Photo-based referring expression data:

----

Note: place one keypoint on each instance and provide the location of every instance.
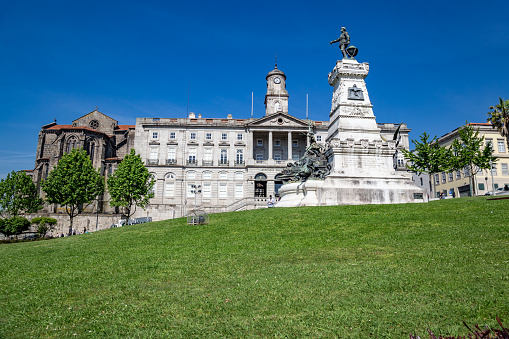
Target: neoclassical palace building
(214, 164)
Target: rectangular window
(505, 170)
(224, 156)
(466, 172)
(190, 193)
(223, 190)
(172, 152)
(501, 146)
(494, 169)
(207, 156)
(153, 153)
(168, 191)
(206, 190)
(240, 156)
(239, 190)
(192, 155)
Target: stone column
(270, 145)
(250, 145)
(290, 156)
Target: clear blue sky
(433, 64)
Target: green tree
(470, 152)
(73, 183)
(14, 225)
(44, 224)
(18, 195)
(499, 117)
(131, 184)
(427, 157)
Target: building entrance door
(464, 191)
(261, 185)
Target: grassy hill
(380, 271)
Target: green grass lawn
(380, 271)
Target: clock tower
(276, 99)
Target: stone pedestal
(362, 163)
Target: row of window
(224, 136)
(206, 190)
(466, 173)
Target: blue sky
(433, 64)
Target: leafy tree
(499, 117)
(18, 194)
(13, 225)
(73, 183)
(131, 184)
(44, 224)
(428, 157)
(470, 152)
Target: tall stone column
(250, 145)
(270, 146)
(290, 145)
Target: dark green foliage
(499, 117)
(44, 224)
(13, 226)
(130, 185)
(428, 156)
(73, 183)
(18, 195)
(470, 152)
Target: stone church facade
(232, 163)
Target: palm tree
(499, 117)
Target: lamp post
(492, 183)
(196, 189)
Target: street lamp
(195, 189)
(492, 183)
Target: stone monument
(361, 162)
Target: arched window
(72, 143)
(169, 185)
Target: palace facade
(213, 164)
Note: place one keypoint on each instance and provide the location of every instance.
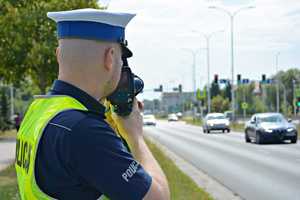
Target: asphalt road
(7, 152)
(254, 172)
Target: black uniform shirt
(81, 157)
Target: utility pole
(232, 16)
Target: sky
(163, 30)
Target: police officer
(65, 148)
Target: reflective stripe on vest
(39, 113)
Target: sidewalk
(7, 152)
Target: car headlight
(290, 129)
(268, 130)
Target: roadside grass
(181, 186)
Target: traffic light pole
(294, 98)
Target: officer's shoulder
(80, 119)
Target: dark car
(270, 127)
(216, 121)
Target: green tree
(28, 39)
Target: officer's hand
(131, 127)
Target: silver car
(216, 121)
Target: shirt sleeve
(103, 162)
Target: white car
(172, 117)
(216, 121)
(149, 120)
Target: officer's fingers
(135, 105)
(141, 105)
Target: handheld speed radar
(129, 86)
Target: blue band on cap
(90, 30)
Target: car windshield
(148, 117)
(271, 119)
(216, 117)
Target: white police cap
(93, 24)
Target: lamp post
(232, 16)
(194, 54)
(207, 38)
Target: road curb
(209, 184)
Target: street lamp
(208, 37)
(277, 83)
(232, 15)
(194, 54)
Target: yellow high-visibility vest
(39, 113)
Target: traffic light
(216, 79)
(180, 88)
(246, 81)
(160, 89)
(263, 78)
(239, 77)
(298, 102)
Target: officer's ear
(109, 58)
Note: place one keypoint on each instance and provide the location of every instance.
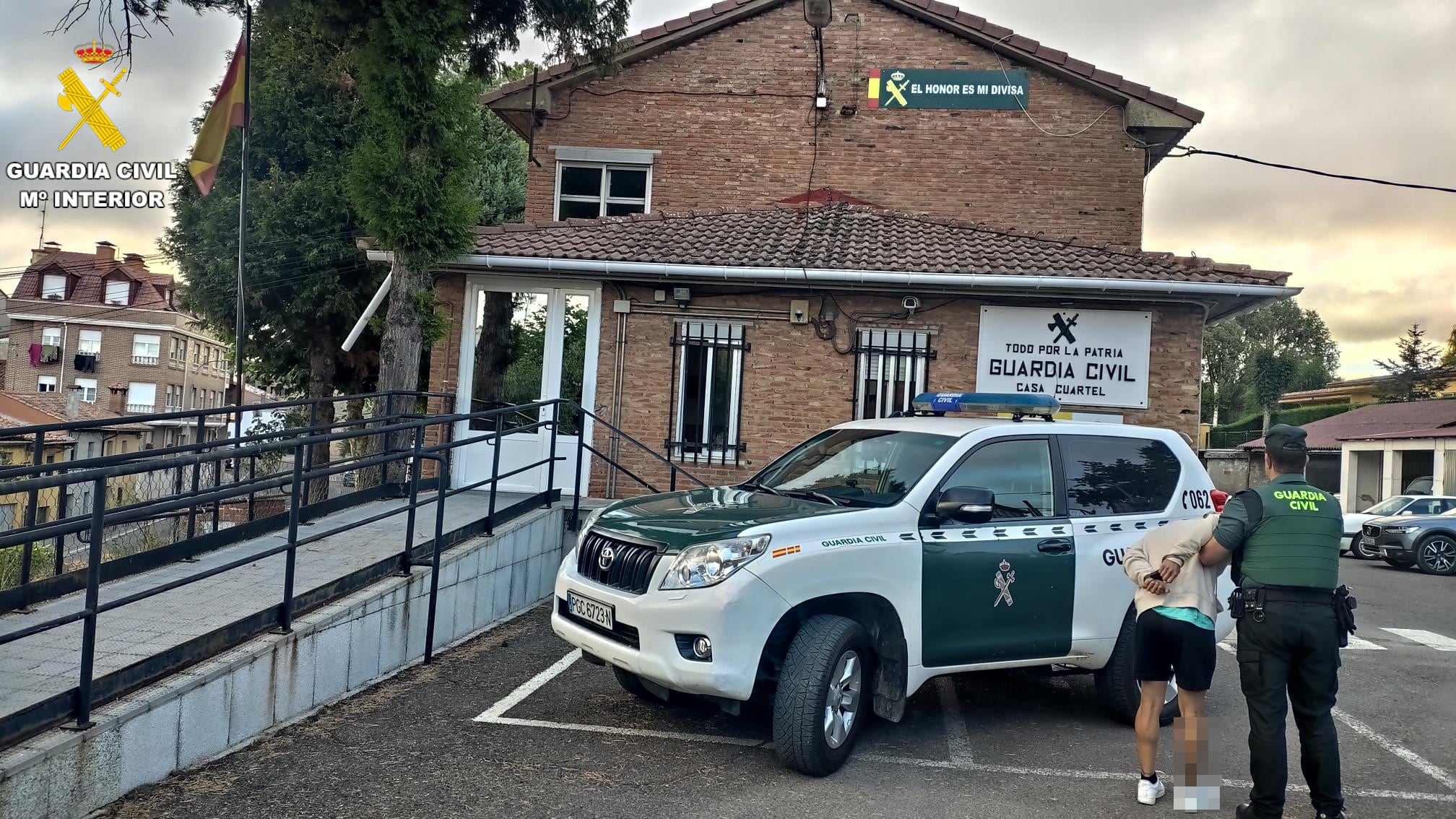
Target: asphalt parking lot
(511, 724)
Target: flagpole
(242, 228)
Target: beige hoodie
(1197, 585)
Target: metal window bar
(896, 363)
(716, 340)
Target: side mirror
(966, 505)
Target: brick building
(752, 232)
(94, 321)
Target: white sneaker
(1149, 793)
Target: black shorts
(1165, 646)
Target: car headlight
(708, 564)
(587, 524)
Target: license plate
(594, 611)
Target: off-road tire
(632, 684)
(1423, 560)
(1117, 690)
(798, 704)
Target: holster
(1344, 605)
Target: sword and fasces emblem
(79, 100)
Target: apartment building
(91, 321)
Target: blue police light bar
(1015, 404)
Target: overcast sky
(1343, 85)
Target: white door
(526, 342)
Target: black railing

----

• WHAT THE TASK REQUIRES
Could you give all of the data again exactly as written, omitting any pictures?

• THE ANSWER
Note: place one keypoint on each instance and provide the location of every instance.
Target: neoclassical palace building
(214, 164)
Target: rectangular window
(505, 170)
(224, 156)
(466, 172)
(190, 193)
(223, 190)
(172, 152)
(501, 146)
(494, 169)
(207, 156)
(153, 153)
(168, 191)
(206, 190)
(240, 156)
(239, 190)
(192, 155)
Target: stone column
(270, 145)
(250, 145)
(290, 156)
Target: clear blue sky
(433, 64)
Target: green tree
(470, 152)
(73, 183)
(14, 225)
(44, 224)
(18, 195)
(499, 117)
(131, 184)
(427, 157)
Target: building entrance door
(464, 191)
(261, 185)
Target: grassy hill
(380, 271)
Target: green grass lawn
(380, 271)
Target: clock tower
(276, 99)
Target: stone pedestal
(362, 163)
Target: row of window
(224, 136)
(206, 190)
(466, 173)
Target: blue sky
(433, 64)
Target: leafy tree
(499, 117)
(18, 194)
(13, 225)
(73, 183)
(131, 184)
(44, 224)
(428, 157)
(470, 152)
Target: tall stone column
(250, 145)
(270, 146)
(290, 145)
Target: dark green foliage
(499, 117)
(44, 224)
(13, 226)
(130, 185)
(428, 156)
(73, 183)
(18, 195)
(470, 152)
Target: stone church facade
(232, 163)
Target: palm tree
(499, 117)
Target: lamp post
(492, 183)
(196, 189)
Target: street lamp
(195, 189)
(492, 183)
Target: stone monument
(361, 162)
Target: arched window
(72, 143)
(169, 185)
Target: palace facade
(213, 164)
Note: place one keypoint on each instance and provide the location of every instance.
Target: asphalt road
(7, 152)
(254, 172)
Target: black uniform shirt
(81, 157)
Target: utility pole
(232, 16)
Target: sky
(163, 30)
Target: police officer
(65, 148)
Target: reflective stripe on vest
(39, 113)
Target: sidewalk
(7, 152)
Target: car headlight
(290, 129)
(268, 130)
Target: roadside grass
(181, 186)
Target: traffic light pole
(294, 98)
Target: officer's shoulder
(80, 119)
Target: dark car
(270, 127)
(216, 121)
Target: green tree
(28, 39)
Target: officer's hand
(131, 127)
Target: silver car
(216, 121)
Target: shirt sleeve
(103, 162)
Target: white car
(172, 117)
(216, 121)
(149, 120)
Target: officer's fingers
(135, 105)
(141, 105)
Target: handheld speed radar
(129, 86)
Target: blue band on cap
(90, 30)
Target: car windshield
(148, 117)
(271, 119)
(216, 117)
Target: white police cap
(93, 24)
Target: lamp post
(232, 16)
(194, 54)
(207, 38)
Target: road curb
(209, 184)
Target: street lamp
(208, 37)
(277, 83)
(232, 15)
(194, 54)
Target: yellow high-visibility vest
(39, 113)
Target: traffic light
(216, 79)
(180, 88)
(246, 81)
(160, 89)
(263, 78)
(239, 77)
(298, 102)
Target: officer's ear
(109, 58)
Note: place one keypoint on each instance and provide the location of every instance.
Target: asphalt parking lot
(511, 724)
Target: flagpole
(242, 228)
Target: beige hoodie
(1197, 585)
Target: metal window bar
(896, 363)
(716, 340)
Target: side mirror
(966, 505)
Target: brick building
(752, 232)
(94, 321)
Target: white sneaker
(1149, 793)
Target: black shorts
(1165, 646)
Target: car headlight
(708, 564)
(587, 524)
Target: license plate
(594, 611)
Target: off-road tire
(632, 684)
(1423, 560)
(1117, 690)
(798, 704)
Target: holster
(1344, 605)
Target: sword and fasces emblem
(79, 100)
Target: apartment building
(91, 321)
Target: blue police light bar
(1015, 404)
Target: overcast sky
(1343, 85)
Target: white door
(526, 342)
Target: black railing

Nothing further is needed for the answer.